**REQUIRED WORK:**
1. Decide whether each statement agrees with the forum thread about shirt durability, answering yes or no and quoting the words that decide it: (a) Trip English says some paintbrush shirts wearing thin are under two years old; (b) Tiger washes and irons his own shirts at home; (c) the first post says the old Brooks shirt has a lined collar.
2. In the forum thread about shirt durability, how many years ago did Trip English buy the Brooks Brothers shirts he still has?

**PAGE EXCERPT:**
begin
5. I've got to hand it to brooks. Their basic OCBDs really last. The one I'm wearing today is old enough that the collar is unlined. Fits great, looks great, feels great. Must be 20+ years old. Maybe 30.


----------



## Trip English (Dec 22, 2008)

Well put, Markus. 

Initial quality is not as telling a metric as some would think. Show me a current Lands End shirt in five years and I'll show you a dish rag. An OCBD I bought three years ago started going thread bare in spots as though it was springing leaks. Now it's happening to a few paintbrush shirts that can't even be 2 years old yet. 

I still have the Brooks Brothers shirts I bought 7-8 years ago and there isn't a whole lot of difference between those few and the newer ones in terms of real visible wear. 

My issues with current LE have nothing to do with fit, colors, etc, but the fact that they simply aren't built for the long haul and that's about all I'm interested in buying any more.


----------



## Tiger (Apr 11, 2010)

Trip English said:


> Show me a current Lands End shirt in five years and I'll show you a dish rag. An OCBD I bought three years ago started going thread bare in spots as though it was springing leaks. Now it's happening to a few paintbrush shirts that can't even be 2 years old yet.


Fortunately, I have not had the same experience as Trip. Most of my older LE shirts - Hyde Parks, pinpoints, and regular OCBDs - have lasted for many years, and still look good. The shirts I've purchased in the last couple of years are also in fine shape.

Except for a very brief period early in my marriage, all of my shirts are professionally laundered and ironed. Not sure if that's made a difference, or it's simply a matter of LE having different vendors making different model shirts during different time periods. (Whatever the case, I've been very fortunate.) Maybe the wearer's usage plays a role, too?
end
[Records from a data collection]
begin
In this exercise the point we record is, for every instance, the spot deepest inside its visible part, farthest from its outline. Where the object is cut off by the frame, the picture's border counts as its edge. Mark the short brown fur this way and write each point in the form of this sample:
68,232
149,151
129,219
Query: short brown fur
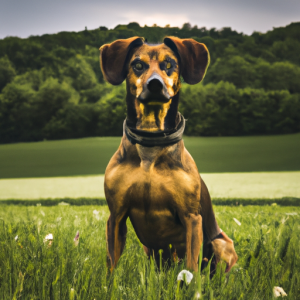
end
begin
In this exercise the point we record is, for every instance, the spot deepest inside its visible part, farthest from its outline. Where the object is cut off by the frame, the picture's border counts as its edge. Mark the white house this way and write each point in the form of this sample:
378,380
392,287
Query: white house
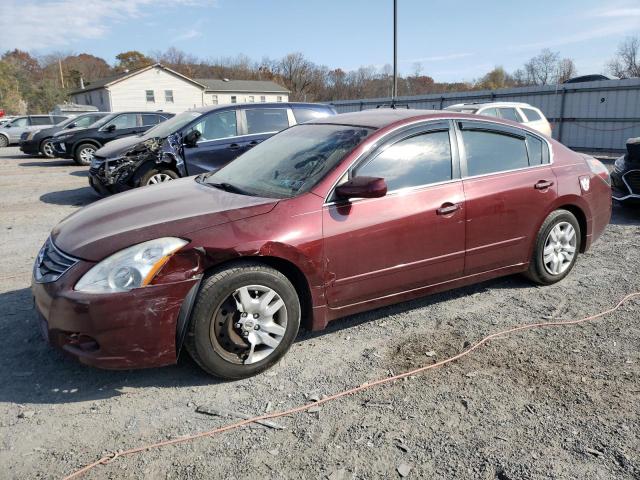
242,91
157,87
end
**WRITTEN ANSWERS:**
1.
(a) Yes: "a few paintbrush shirts that can't even be 2 years old yet"
(b) No: "all of my shirts are professionally laundered and ironed"
(c) No: "old enough that the collar is unlined"

2. 7-8 years ago.